***** Supplied material *****

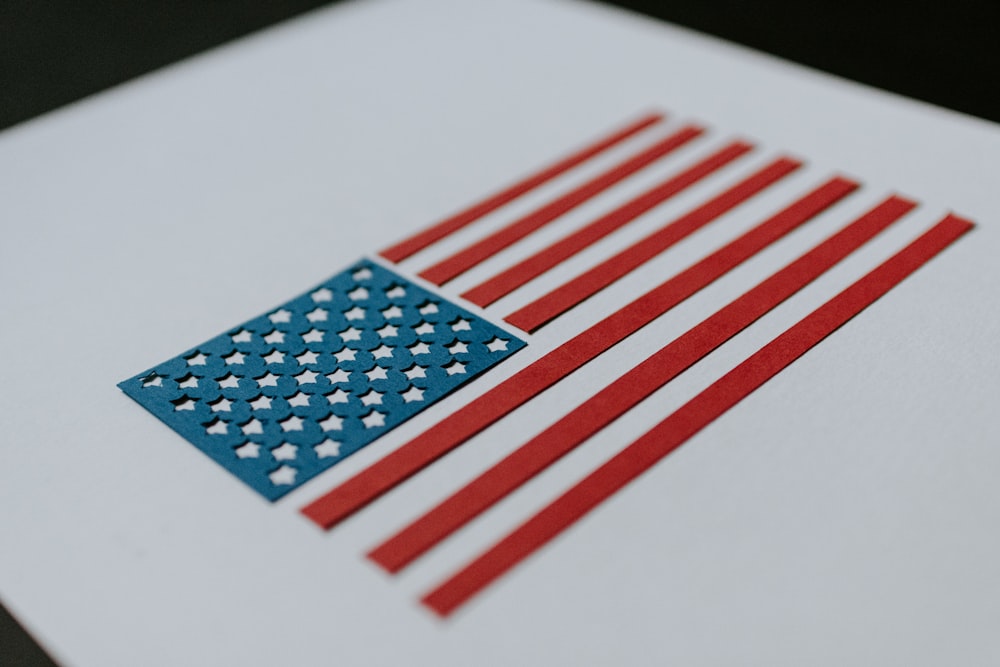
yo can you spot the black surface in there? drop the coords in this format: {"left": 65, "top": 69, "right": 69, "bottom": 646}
{"left": 1, "top": 1, "right": 996, "bottom": 664}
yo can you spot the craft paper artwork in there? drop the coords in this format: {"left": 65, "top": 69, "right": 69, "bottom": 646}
{"left": 118, "top": 261, "right": 525, "bottom": 500}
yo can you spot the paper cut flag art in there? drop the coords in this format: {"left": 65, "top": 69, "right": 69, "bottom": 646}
{"left": 120, "top": 110, "right": 974, "bottom": 615}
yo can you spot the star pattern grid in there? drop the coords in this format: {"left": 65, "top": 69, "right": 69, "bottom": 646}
{"left": 118, "top": 260, "right": 525, "bottom": 501}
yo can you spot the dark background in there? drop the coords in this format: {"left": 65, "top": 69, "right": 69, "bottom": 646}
{"left": 1, "top": 0, "right": 997, "bottom": 663}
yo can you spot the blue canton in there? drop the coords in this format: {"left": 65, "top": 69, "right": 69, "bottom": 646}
{"left": 119, "top": 260, "right": 525, "bottom": 501}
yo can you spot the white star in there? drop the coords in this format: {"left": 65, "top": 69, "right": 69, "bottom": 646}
{"left": 235, "top": 442, "right": 260, "bottom": 459}
{"left": 141, "top": 373, "right": 163, "bottom": 388}
{"left": 362, "top": 411, "right": 386, "bottom": 428}
{"left": 408, "top": 341, "right": 431, "bottom": 355}
{"left": 444, "top": 361, "right": 467, "bottom": 376}
{"left": 241, "top": 418, "right": 264, "bottom": 435}
{"left": 326, "top": 368, "right": 351, "bottom": 384}
{"left": 256, "top": 372, "right": 280, "bottom": 388}
{"left": 377, "top": 323, "right": 399, "bottom": 338}
{"left": 294, "top": 369, "right": 318, "bottom": 385}
{"left": 344, "top": 306, "right": 366, "bottom": 321}
{"left": 371, "top": 344, "right": 394, "bottom": 360}
{"left": 311, "top": 287, "right": 333, "bottom": 302}
{"left": 269, "top": 309, "right": 292, "bottom": 324}
{"left": 359, "top": 389, "right": 383, "bottom": 406}
{"left": 403, "top": 364, "right": 426, "bottom": 380}
{"left": 249, "top": 395, "right": 273, "bottom": 410}
{"left": 401, "top": 386, "right": 424, "bottom": 403}
{"left": 231, "top": 329, "right": 252, "bottom": 344}
{"left": 419, "top": 302, "right": 439, "bottom": 315}
{"left": 263, "top": 330, "right": 285, "bottom": 344}
{"left": 325, "top": 388, "right": 350, "bottom": 404}
{"left": 486, "top": 337, "right": 509, "bottom": 352}
{"left": 348, "top": 286, "right": 369, "bottom": 301}
{"left": 314, "top": 439, "right": 341, "bottom": 458}
{"left": 296, "top": 350, "right": 319, "bottom": 365}
{"left": 451, "top": 318, "right": 472, "bottom": 332}
{"left": 223, "top": 351, "right": 245, "bottom": 365}
{"left": 302, "top": 329, "right": 324, "bottom": 344}
{"left": 280, "top": 415, "right": 304, "bottom": 432}
{"left": 269, "top": 465, "right": 297, "bottom": 486}
{"left": 339, "top": 327, "right": 362, "bottom": 342}
{"left": 271, "top": 443, "right": 298, "bottom": 461}
{"left": 263, "top": 349, "right": 285, "bottom": 364}
{"left": 334, "top": 348, "right": 356, "bottom": 363}
{"left": 319, "top": 414, "right": 343, "bottom": 431}
{"left": 381, "top": 305, "right": 404, "bottom": 319}
{"left": 352, "top": 267, "right": 373, "bottom": 281}
{"left": 176, "top": 374, "right": 199, "bottom": 389}
{"left": 446, "top": 341, "right": 468, "bottom": 355}
{"left": 172, "top": 396, "right": 196, "bottom": 411}
{"left": 186, "top": 352, "right": 208, "bottom": 366}
{"left": 209, "top": 397, "right": 232, "bottom": 412}
{"left": 217, "top": 374, "right": 241, "bottom": 389}
{"left": 386, "top": 286, "right": 406, "bottom": 299}
{"left": 306, "top": 307, "right": 328, "bottom": 323}
{"left": 286, "top": 391, "right": 311, "bottom": 407}
{"left": 414, "top": 322, "right": 436, "bottom": 336}
{"left": 365, "top": 366, "right": 388, "bottom": 382}
{"left": 205, "top": 419, "right": 228, "bottom": 435}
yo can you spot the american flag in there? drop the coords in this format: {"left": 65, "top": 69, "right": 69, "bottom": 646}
{"left": 120, "top": 110, "right": 972, "bottom": 616}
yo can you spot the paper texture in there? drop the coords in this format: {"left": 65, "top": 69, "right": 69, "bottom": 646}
{"left": 1, "top": 0, "right": 998, "bottom": 664}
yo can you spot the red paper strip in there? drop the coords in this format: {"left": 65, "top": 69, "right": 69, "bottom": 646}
{"left": 370, "top": 193, "right": 917, "bottom": 574}
{"left": 418, "top": 125, "right": 705, "bottom": 285}
{"left": 421, "top": 214, "right": 974, "bottom": 617}
{"left": 300, "top": 177, "right": 856, "bottom": 530}
{"left": 461, "top": 141, "right": 754, "bottom": 307}
{"left": 504, "top": 156, "right": 804, "bottom": 332}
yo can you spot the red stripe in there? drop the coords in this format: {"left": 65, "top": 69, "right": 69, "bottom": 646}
{"left": 418, "top": 125, "right": 705, "bottom": 285}
{"left": 421, "top": 214, "right": 974, "bottom": 616}
{"left": 505, "top": 156, "right": 803, "bottom": 332}
{"left": 461, "top": 141, "right": 753, "bottom": 307}
{"left": 380, "top": 113, "right": 665, "bottom": 262}
{"left": 371, "top": 192, "right": 917, "bottom": 574}
{"left": 299, "top": 177, "right": 856, "bottom": 530}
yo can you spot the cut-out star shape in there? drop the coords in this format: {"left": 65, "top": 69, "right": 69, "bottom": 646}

*****

Task details:
Each line above should be output exactly, apart from the pictures.

Result:
yo can you spot the black surface in there? drop the coords in this format: {"left": 65, "top": 69, "right": 69, "bottom": 646}
{"left": 1, "top": 1, "right": 996, "bottom": 664}
yo can you spot the craft paper artwork in there? drop the coords in this format: {"left": 65, "top": 69, "right": 69, "bottom": 646}
{"left": 118, "top": 261, "right": 525, "bottom": 500}
yo can you spot the paper cut flag art in there? drop the coords in this format: {"left": 65, "top": 69, "right": 69, "bottom": 646}
{"left": 120, "top": 110, "right": 974, "bottom": 615}
yo can you spot the star pattern grid in there? drop the coords in this format: {"left": 65, "top": 69, "right": 69, "bottom": 646}
{"left": 118, "top": 260, "right": 525, "bottom": 501}
yo can you spot the dark background in there? drop the coords in this format: {"left": 65, "top": 69, "right": 69, "bottom": 646}
{"left": 1, "top": 0, "right": 997, "bottom": 663}
yo can you spot the blue canton in there? drop the coords in this format: {"left": 65, "top": 69, "right": 69, "bottom": 646}
{"left": 119, "top": 260, "right": 525, "bottom": 501}
yo can you spot the white star in there? drop the coords in this format: {"left": 65, "top": 69, "right": 69, "bottom": 646}
{"left": 235, "top": 442, "right": 260, "bottom": 459}
{"left": 141, "top": 373, "right": 163, "bottom": 388}
{"left": 362, "top": 411, "right": 386, "bottom": 428}
{"left": 408, "top": 341, "right": 431, "bottom": 355}
{"left": 444, "top": 361, "right": 467, "bottom": 376}
{"left": 241, "top": 418, "right": 264, "bottom": 435}
{"left": 326, "top": 368, "right": 351, "bottom": 384}
{"left": 256, "top": 372, "right": 280, "bottom": 388}
{"left": 377, "top": 323, "right": 399, "bottom": 338}
{"left": 294, "top": 369, "right": 318, "bottom": 385}
{"left": 344, "top": 306, "right": 366, "bottom": 321}
{"left": 371, "top": 344, "right": 394, "bottom": 360}
{"left": 311, "top": 287, "right": 333, "bottom": 302}
{"left": 269, "top": 309, "right": 292, "bottom": 324}
{"left": 359, "top": 389, "right": 383, "bottom": 406}
{"left": 403, "top": 364, "right": 426, "bottom": 380}
{"left": 249, "top": 395, "right": 273, "bottom": 410}
{"left": 401, "top": 386, "right": 424, "bottom": 403}
{"left": 231, "top": 329, "right": 252, "bottom": 344}
{"left": 419, "top": 302, "right": 439, "bottom": 315}
{"left": 263, "top": 330, "right": 285, "bottom": 344}
{"left": 325, "top": 388, "right": 350, "bottom": 404}
{"left": 486, "top": 337, "right": 509, "bottom": 352}
{"left": 348, "top": 286, "right": 369, "bottom": 301}
{"left": 314, "top": 439, "right": 341, "bottom": 458}
{"left": 296, "top": 350, "right": 319, "bottom": 365}
{"left": 451, "top": 318, "right": 472, "bottom": 332}
{"left": 223, "top": 351, "right": 245, "bottom": 365}
{"left": 302, "top": 329, "right": 324, "bottom": 344}
{"left": 280, "top": 415, "right": 304, "bottom": 432}
{"left": 269, "top": 465, "right": 297, "bottom": 486}
{"left": 339, "top": 327, "right": 362, "bottom": 342}
{"left": 271, "top": 443, "right": 298, "bottom": 461}
{"left": 263, "top": 349, "right": 285, "bottom": 364}
{"left": 334, "top": 348, "right": 356, "bottom": 363}
{"left": 319, "top": 414, "right": 343, "bottom": 431}
{"left": 381, "top": 305, "right": 404, "bottom": 319}
{"left": 352, "top": 267, "right": 373, "bottom": 281}
{"left": 176, "top": 374, "right": 199, "bottom": 389}
{"left": 446, "top": 341, "right": 468, "bottom": 355}
{"left": 172, "top": 396, "right": 196, "bottom": 411}
{"left": 186, "top": 352, "right": 208, "bottom": 366}
{"left": 209, "top": 397, "right": 232, "bottom": 412}
{"left": 217, "top": 374, "right": 241, "bottom": 389}
{"left": 386, "top": 286, "right": 406, "bottom": 299}
{"left": 306, "top": 307, "right": 328, "bottom": 323}
{"left": 286, "top": 391, "right": 311, "bottom": 407}
{"left": 414, "top": 322, "right": 436, "bottom": 336}
{"left": 365, "top": 366, "right": 388, "bottom": 382}
{"left": 205, "top": 419, "right": 228, "bottom": 435}
yo can you spot the american flag in there? drop the coords in this format: {"left": 65, "top": 69, "right": 69, "bottom": 646}
{"left": 120, "top": 110, "right": 972, "bottom": 616}
yo can you spot the paper texture in there? drop the coords in this format: {"left": 65, "top": 69, "right": 69, "bottom": 646}
{"left": 1, "top": 0, "right": 998, "bottom": 664}
yo can you spot the red paper strip in there? drop the coords in this format: {"left": 65, "top": 69, "right": 69, "bottom": 646}
{"left": 370, "top": 193, "right": 917, "bottom": 574}
{"left": 418, "top": 125, "right": 705, "bottom": 285}
{"left": 421, "top": 214, "right": 974, "bottom": 617}
{"left": 300, "top": 177, "right": 856, "bottom": 530}
{"left": 461, "top": 141, "right": 754, "bottom": 307}
{"left": 504, "top": 156, "right": 804, "bottom": 332}
yo can you spot the red stripe in there? drop the coords in this format: {"left": 65, "top": 69, "right": 69, "bottom": 646}
{"left": 418, "top": 125, "right": 705, "bottom": 285}
{"left": 421, "top": 214, "right": 974, "bottom": 616}
{"left": 505, "top": 156, "right": 803, "bottom": 332}
{"left": 461, "top": 141, "right": 753, "bottom": 307}
{"left": 380, "top": 113, "right": 665, "bottom": 262}
{"left": 371, "top": 192, "right": 917, "bottom": 574}
{"left": 299, "top": 177, "right": 856, "bottom": 530}
yo can you spot the cut-out star shape in there? drop the coords in this format: {"left": 65, "top": 69, "right": 69, "bottom": 646}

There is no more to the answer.